§ SUPPLIED RECORDS
::::::::

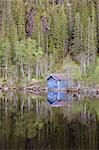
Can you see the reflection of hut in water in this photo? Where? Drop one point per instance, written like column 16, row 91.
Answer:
column 58, row 96
column 58, row 81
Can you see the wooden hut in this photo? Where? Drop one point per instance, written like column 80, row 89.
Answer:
column 58, row 81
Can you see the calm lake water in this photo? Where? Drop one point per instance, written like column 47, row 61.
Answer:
column 53, row 121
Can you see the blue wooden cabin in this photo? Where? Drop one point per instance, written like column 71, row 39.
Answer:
column 58, row 81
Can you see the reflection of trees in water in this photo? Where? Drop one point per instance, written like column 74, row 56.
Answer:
column 31, row 123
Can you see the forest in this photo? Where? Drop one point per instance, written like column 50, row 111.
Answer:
column 38, row 37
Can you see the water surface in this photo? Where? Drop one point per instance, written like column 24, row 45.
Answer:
column 48, row 122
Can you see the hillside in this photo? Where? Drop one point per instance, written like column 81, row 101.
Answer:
column 37, row 36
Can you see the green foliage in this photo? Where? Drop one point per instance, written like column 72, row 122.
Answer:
column 37, row 36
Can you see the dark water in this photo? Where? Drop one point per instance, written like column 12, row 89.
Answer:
column 56, row 121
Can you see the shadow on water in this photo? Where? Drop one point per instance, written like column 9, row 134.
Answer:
column 29, row 122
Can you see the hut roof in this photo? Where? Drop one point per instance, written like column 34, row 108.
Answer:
column 58, row 76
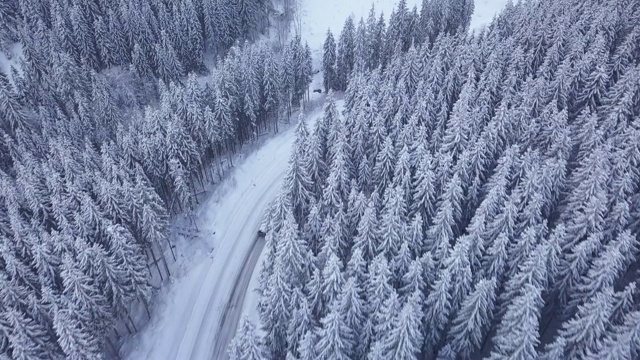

::::::::

§ WHAT THE TASK REQUIRES
Your reply should hold all the lines from the listing above in which "photo" appears.

§ SOLVED EXERCISE
Can you see the reflection of hut in water in this photo? Where? Drop one point per instance, written like column 16, row 91.
Can you see the wooden hut in this photo? Where? Drop one point per instance, written like column 80, row 89.
Can you see the calm lake water in this photo? Where? Drop one point per instance, written like column 47, row 61.
Can you see the blue wooden cabin in this photo? Where? Drop one point per instance, written like column 71, row 39.
Can you see the reflection of trees in water in this photo? Where? Drop one point per instance, written like column 74, row 56.
Can you see the forest in this photo? Where? Drop one point per instance, written like column 50, row 111.
Can you see the water surface in this photo? Where? Drop one point per instance, written like column 24, row 45.
Can you see the hillside in this photo? Where? Drop one point per instance, written like column 81, row 101.
Can you see the green foliage in this photo? Where? Drop one point per instance, written like column 72, row 122.
Can you see the dark water in this photo? Where? Drop one point per instance, written like column 12, row 89.
Can you see the shadow on water in this photo? Where? Drop one point per instance, written like column 9, row 134.
Can you see the hut roof in this photo? Where? Drop one point per instance, written like column 34, row 108.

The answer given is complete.